* GIVEN PROBLEM
Reproduce verbatim the lines of the records below that run from the line containing "Return the mask of every instance of the patterned" through the line containing "404], [267, 442]]", including both of those lines.

Start of DATA SUPPLIED

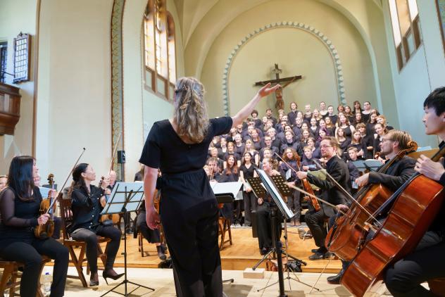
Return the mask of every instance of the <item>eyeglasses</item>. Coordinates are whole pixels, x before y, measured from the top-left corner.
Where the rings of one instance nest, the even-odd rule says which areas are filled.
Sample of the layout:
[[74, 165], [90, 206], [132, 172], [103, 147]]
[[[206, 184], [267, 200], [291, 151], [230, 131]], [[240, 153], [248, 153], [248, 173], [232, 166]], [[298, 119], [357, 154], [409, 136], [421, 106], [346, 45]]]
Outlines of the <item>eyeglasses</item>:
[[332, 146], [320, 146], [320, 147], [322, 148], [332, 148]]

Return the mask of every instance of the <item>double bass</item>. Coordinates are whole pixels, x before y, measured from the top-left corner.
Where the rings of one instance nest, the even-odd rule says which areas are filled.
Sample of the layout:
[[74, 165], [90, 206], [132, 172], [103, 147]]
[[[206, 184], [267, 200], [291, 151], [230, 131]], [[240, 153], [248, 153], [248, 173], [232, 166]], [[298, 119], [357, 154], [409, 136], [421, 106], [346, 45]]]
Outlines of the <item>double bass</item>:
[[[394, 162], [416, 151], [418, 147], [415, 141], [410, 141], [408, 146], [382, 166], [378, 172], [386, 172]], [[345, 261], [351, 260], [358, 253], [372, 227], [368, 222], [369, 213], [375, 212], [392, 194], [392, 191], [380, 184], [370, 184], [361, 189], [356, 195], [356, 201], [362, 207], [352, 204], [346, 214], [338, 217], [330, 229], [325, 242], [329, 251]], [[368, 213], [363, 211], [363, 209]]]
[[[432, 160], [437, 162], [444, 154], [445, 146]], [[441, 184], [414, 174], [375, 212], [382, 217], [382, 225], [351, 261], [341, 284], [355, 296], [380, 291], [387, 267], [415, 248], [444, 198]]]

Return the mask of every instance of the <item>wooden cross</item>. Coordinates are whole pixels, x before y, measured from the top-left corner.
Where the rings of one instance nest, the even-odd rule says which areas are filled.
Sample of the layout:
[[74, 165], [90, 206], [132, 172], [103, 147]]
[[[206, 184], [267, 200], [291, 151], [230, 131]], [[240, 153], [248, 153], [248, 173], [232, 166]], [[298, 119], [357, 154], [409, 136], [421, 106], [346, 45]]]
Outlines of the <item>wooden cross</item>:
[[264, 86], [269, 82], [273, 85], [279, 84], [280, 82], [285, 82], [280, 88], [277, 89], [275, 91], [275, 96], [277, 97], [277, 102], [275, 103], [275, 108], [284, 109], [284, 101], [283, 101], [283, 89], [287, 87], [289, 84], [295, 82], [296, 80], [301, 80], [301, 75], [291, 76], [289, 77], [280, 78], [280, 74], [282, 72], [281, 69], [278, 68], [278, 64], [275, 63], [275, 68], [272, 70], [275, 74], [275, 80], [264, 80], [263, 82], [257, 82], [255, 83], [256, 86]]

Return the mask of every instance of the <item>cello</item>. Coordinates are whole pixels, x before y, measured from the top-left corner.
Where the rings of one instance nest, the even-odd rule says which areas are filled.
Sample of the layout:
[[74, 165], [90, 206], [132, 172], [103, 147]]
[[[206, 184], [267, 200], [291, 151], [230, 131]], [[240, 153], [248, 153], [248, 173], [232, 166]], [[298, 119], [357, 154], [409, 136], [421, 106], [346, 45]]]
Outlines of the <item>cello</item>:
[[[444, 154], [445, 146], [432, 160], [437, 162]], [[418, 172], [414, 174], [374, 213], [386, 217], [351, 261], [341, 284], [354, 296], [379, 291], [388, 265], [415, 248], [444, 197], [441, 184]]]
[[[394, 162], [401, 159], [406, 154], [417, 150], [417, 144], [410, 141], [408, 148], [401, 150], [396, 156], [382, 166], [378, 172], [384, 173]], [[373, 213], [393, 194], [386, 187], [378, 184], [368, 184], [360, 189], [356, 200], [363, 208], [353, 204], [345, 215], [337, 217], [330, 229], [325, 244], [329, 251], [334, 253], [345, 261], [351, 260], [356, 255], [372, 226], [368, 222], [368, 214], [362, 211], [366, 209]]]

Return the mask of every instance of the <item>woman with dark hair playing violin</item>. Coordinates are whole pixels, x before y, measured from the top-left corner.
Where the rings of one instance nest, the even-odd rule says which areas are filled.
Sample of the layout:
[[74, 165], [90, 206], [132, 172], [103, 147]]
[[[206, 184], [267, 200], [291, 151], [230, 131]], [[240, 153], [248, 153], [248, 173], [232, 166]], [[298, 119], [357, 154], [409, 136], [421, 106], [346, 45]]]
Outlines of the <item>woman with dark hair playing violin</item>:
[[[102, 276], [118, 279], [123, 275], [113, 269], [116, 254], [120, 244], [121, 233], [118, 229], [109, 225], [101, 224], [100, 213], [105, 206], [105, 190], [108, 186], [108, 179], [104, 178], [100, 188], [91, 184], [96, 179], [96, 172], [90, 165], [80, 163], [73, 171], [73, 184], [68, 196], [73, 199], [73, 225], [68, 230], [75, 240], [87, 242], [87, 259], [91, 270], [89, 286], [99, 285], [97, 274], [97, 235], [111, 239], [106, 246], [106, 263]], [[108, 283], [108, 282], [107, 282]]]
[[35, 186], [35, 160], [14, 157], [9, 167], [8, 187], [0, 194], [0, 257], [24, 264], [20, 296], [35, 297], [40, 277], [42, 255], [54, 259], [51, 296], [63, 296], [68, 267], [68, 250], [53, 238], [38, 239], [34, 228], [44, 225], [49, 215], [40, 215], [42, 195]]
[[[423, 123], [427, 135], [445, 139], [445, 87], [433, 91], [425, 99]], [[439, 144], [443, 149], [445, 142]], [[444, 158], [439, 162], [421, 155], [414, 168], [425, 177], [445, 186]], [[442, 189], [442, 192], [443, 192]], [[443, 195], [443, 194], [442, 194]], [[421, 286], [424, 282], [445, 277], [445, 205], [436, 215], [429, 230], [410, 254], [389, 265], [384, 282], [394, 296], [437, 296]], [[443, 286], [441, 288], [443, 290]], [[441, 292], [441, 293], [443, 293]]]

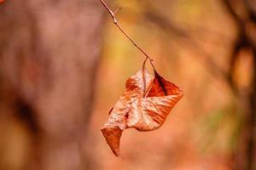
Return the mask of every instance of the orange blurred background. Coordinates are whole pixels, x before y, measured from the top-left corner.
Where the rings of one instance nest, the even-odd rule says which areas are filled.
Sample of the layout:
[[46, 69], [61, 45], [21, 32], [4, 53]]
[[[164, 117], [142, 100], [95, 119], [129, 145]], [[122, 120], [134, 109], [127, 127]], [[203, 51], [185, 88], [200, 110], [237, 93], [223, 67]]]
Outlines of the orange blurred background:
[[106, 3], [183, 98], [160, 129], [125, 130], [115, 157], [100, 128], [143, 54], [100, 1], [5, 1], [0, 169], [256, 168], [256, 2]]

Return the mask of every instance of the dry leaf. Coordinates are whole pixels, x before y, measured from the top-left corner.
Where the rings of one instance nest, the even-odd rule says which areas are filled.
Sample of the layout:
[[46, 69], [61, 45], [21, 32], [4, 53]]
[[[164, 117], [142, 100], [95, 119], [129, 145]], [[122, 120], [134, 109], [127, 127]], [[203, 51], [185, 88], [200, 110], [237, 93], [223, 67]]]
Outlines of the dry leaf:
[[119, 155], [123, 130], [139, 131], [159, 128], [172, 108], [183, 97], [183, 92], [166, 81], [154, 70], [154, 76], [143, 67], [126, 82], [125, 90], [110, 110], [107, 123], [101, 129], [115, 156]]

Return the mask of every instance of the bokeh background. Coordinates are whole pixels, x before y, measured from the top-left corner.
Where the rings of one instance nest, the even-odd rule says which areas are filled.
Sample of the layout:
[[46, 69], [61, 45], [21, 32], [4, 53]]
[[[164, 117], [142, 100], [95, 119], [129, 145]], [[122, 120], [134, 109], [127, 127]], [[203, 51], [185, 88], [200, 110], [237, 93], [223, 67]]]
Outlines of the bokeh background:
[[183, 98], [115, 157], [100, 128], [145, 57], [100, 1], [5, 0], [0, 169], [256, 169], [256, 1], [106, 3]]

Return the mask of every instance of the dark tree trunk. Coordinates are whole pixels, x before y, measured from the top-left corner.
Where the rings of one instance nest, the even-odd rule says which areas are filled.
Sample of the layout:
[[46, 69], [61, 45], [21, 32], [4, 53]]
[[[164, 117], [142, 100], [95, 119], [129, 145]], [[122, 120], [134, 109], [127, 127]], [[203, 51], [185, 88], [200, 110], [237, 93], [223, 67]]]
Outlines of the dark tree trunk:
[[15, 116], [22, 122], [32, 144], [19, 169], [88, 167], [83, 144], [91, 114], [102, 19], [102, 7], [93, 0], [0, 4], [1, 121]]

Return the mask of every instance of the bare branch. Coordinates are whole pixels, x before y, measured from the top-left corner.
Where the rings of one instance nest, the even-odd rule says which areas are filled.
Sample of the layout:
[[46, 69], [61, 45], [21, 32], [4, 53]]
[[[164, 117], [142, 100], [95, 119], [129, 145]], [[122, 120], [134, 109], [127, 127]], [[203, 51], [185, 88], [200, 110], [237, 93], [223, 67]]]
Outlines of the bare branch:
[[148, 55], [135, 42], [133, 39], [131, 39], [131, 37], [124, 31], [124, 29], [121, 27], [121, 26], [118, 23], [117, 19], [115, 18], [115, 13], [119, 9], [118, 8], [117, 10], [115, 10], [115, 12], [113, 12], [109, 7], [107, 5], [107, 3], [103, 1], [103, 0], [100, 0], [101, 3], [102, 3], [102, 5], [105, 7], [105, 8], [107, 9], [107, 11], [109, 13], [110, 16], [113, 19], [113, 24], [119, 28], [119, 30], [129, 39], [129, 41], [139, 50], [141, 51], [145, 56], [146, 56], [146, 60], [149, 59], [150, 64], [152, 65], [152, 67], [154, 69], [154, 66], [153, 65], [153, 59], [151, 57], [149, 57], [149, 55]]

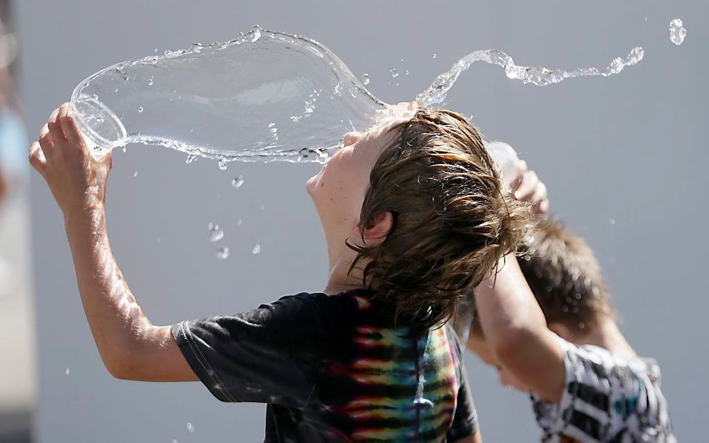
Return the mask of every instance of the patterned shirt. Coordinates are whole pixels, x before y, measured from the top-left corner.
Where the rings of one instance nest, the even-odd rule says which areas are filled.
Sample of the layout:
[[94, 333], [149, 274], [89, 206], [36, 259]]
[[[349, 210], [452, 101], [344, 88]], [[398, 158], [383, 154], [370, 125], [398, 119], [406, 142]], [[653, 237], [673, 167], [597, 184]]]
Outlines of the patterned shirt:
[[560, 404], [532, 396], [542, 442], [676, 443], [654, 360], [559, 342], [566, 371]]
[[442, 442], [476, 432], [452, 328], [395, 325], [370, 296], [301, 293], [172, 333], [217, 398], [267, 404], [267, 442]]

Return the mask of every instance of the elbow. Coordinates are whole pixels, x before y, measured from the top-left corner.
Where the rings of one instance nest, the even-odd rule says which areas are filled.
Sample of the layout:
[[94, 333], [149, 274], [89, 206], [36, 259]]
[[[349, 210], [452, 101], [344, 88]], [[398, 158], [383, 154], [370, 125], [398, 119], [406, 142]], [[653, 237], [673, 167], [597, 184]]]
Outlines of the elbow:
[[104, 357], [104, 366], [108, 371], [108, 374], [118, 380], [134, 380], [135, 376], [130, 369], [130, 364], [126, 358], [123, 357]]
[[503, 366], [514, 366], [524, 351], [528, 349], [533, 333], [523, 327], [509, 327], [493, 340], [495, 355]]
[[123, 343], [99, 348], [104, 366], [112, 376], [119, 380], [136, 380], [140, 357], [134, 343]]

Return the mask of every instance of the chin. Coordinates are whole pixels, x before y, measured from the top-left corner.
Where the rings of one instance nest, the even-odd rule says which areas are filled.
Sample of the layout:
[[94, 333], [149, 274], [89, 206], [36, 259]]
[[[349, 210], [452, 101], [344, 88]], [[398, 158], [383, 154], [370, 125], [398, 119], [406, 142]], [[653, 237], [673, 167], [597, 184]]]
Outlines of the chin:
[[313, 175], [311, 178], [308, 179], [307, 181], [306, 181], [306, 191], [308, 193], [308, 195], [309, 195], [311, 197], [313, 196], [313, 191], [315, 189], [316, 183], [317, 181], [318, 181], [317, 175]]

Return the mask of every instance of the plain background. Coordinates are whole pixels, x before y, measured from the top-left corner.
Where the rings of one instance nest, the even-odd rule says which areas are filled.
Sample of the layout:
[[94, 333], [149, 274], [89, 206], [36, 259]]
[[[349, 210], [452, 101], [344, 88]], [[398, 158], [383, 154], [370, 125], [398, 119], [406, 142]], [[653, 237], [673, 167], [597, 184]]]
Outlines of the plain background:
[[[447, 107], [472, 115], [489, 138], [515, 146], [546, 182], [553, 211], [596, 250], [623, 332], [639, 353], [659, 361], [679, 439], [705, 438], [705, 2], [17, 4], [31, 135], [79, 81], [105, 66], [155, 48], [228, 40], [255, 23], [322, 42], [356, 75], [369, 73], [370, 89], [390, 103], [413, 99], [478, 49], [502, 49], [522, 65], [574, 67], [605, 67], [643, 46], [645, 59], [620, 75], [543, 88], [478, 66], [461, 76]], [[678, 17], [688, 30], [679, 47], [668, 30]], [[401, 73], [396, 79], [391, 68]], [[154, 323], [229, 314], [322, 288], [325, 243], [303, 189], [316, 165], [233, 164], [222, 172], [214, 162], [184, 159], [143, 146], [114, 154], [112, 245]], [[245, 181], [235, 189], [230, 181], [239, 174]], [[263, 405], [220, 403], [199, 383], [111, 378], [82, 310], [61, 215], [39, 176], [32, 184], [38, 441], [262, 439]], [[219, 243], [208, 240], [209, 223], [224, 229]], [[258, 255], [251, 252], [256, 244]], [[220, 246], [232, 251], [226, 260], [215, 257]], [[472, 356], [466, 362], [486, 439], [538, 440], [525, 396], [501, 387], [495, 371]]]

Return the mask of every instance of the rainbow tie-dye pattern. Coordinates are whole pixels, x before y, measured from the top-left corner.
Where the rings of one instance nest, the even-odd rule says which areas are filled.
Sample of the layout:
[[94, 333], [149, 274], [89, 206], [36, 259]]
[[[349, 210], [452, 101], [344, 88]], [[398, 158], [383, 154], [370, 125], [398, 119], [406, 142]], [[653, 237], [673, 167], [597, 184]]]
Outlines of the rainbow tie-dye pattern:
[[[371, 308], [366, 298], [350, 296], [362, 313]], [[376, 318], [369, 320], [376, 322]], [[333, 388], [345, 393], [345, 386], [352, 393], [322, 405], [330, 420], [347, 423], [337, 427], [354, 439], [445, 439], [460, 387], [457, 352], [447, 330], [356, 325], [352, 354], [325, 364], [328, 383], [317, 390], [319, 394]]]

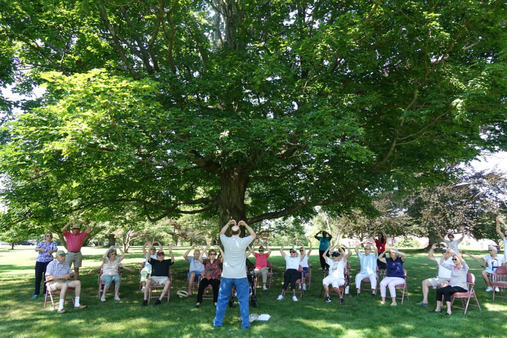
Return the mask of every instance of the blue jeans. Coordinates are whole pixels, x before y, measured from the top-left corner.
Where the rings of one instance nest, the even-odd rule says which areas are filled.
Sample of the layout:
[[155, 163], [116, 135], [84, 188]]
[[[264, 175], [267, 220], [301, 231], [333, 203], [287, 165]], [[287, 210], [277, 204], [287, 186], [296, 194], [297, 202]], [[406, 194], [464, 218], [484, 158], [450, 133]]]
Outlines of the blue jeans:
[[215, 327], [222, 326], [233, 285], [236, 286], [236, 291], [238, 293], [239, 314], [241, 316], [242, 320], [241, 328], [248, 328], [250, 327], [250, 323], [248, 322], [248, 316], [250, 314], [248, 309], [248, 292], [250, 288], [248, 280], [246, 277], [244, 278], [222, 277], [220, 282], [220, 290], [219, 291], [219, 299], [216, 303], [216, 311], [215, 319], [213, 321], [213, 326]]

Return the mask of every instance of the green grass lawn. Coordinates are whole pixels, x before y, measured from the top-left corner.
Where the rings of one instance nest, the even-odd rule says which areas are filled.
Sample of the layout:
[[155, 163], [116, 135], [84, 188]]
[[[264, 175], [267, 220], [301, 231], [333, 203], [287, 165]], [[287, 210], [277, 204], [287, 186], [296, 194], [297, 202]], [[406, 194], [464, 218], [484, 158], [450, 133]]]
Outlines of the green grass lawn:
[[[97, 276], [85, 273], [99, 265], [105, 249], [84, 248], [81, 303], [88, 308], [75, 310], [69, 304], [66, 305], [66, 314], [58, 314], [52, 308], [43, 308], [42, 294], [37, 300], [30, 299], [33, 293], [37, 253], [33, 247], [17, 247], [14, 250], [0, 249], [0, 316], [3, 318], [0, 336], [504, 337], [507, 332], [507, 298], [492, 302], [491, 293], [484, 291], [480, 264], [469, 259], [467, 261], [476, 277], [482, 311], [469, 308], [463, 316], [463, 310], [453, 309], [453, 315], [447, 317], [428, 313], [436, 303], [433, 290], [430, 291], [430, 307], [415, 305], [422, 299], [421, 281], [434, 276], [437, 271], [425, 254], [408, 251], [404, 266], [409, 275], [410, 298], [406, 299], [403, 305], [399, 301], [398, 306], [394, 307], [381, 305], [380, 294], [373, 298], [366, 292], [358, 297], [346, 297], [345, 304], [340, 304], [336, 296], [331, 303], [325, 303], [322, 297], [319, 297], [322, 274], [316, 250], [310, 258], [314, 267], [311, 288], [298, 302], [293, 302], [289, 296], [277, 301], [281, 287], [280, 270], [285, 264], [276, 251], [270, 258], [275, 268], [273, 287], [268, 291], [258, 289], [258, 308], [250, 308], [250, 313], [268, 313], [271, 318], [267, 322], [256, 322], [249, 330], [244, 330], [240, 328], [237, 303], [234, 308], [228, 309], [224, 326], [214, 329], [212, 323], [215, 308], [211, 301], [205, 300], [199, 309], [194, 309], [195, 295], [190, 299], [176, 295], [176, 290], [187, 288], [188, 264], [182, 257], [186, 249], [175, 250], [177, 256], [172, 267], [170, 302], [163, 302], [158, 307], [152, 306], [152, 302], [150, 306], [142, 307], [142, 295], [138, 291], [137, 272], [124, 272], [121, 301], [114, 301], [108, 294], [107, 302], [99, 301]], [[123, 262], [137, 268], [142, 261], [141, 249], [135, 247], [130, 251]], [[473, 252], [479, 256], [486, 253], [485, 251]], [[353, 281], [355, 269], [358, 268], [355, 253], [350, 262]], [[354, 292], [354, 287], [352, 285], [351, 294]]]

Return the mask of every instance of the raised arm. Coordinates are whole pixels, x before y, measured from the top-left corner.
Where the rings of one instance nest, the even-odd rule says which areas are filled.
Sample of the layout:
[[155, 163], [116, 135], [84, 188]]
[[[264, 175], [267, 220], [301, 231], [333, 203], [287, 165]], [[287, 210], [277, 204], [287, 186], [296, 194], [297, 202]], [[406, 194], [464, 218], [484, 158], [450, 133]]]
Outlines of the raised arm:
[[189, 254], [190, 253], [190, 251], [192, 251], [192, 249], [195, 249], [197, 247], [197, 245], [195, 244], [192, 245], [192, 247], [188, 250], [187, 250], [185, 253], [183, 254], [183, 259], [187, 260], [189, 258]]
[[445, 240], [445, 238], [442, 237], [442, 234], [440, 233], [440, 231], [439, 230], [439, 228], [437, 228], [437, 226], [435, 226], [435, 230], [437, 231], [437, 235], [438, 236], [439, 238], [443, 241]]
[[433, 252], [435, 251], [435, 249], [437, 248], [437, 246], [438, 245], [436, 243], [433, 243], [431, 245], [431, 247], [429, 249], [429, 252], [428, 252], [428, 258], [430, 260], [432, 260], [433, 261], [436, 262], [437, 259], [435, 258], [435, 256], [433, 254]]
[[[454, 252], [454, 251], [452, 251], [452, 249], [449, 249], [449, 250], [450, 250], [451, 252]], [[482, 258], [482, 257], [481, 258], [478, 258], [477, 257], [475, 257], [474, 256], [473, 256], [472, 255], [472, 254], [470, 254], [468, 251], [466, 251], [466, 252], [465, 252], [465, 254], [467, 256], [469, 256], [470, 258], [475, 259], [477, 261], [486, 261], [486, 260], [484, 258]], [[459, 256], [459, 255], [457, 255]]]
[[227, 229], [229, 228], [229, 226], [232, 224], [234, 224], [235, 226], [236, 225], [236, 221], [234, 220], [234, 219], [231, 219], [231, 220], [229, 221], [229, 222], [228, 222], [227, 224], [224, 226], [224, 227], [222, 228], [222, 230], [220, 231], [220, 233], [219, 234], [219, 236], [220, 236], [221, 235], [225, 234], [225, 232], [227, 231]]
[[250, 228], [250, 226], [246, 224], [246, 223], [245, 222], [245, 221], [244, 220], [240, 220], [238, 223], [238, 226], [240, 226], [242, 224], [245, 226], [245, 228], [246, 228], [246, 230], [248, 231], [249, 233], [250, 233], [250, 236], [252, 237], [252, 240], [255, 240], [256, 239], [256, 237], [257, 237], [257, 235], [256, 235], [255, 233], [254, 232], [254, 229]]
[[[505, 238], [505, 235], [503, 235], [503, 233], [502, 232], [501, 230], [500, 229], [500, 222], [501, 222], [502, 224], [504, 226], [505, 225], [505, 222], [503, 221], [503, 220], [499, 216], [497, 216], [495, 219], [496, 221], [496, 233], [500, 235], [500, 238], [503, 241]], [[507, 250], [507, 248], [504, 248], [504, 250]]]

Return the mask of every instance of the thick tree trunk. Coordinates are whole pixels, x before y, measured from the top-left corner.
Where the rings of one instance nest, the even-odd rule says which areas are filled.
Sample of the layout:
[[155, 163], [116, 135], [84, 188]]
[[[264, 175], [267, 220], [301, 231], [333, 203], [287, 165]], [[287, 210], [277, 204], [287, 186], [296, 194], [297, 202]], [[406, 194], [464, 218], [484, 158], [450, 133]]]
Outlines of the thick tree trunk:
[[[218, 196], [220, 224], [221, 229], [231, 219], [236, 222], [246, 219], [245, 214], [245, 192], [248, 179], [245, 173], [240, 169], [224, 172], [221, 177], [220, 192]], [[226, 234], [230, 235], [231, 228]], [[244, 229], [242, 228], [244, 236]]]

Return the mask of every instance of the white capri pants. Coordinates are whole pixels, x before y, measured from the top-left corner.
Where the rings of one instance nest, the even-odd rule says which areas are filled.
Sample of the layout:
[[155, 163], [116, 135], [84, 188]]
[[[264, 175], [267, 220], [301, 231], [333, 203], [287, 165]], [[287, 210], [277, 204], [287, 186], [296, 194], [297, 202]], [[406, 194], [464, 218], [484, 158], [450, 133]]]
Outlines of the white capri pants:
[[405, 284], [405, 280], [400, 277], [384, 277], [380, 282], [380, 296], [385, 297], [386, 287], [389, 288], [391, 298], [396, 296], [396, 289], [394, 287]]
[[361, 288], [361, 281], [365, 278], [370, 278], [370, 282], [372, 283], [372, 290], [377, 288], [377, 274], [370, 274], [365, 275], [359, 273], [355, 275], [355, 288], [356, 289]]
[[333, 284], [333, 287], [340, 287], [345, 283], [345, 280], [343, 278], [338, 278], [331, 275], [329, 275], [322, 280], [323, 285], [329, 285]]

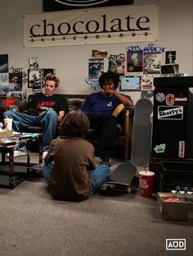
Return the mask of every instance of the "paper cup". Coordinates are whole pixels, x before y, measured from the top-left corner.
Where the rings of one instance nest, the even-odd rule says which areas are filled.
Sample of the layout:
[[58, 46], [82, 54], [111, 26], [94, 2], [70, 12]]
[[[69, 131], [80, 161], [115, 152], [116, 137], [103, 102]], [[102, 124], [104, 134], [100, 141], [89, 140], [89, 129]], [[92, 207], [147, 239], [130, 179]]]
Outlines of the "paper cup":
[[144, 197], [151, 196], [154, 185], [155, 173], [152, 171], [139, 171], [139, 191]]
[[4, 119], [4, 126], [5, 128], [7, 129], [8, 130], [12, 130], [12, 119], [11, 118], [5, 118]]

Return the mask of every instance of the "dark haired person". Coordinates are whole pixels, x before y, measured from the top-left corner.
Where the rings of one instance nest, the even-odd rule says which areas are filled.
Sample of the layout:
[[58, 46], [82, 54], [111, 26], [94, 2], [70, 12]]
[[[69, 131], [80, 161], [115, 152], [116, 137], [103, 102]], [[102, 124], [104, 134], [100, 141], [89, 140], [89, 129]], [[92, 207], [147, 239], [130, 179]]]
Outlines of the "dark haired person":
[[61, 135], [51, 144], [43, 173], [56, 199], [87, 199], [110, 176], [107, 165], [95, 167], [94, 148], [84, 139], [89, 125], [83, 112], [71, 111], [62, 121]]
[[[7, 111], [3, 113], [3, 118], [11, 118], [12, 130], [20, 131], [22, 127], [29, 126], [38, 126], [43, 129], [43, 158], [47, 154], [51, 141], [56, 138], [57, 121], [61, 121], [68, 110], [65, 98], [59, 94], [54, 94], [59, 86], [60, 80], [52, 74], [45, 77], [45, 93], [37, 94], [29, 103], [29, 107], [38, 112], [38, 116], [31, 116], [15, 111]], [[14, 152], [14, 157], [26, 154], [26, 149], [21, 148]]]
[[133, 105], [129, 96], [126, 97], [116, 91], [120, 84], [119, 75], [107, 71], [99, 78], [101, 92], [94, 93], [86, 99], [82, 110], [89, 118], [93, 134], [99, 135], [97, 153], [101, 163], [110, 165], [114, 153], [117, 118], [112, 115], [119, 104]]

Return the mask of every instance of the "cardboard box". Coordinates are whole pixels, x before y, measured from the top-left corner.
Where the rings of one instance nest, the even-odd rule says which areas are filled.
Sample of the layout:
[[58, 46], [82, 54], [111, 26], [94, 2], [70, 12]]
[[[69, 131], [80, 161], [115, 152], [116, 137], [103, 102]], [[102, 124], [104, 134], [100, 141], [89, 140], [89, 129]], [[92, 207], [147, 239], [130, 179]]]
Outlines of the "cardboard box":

End of DATA SUPPLIED

* SOLUTION TO THIS PROBLEM
Return the mask of every instance of the patterned shirt. Coordinates are whole pixels, x before y, measured from the top-left corner.
Where the rings of one instance nest, the even-odd rule says which areas are filled.
Sample of the layout:
[[94, 333], [149, 274], [89, 206], [36, 259]]
[[[349, 210], [452, 101], [344, 88]], [[398, 158], [383, 154], [370, 125], [398, 119], [406, 142]], [[653, 237], [673, 167], [597, 184]]]
Outlines of the patterned shirt:
[[560, 404], [532, 396], [542, 442], [676, 443], [654, 360], [559, 342], [566, 371]]
[[442, 442], [476, 432], [452, 328], [395, 325], [370, 296], [301, 293], [172, 333], [217, 398], [267, 404], [267, 442]]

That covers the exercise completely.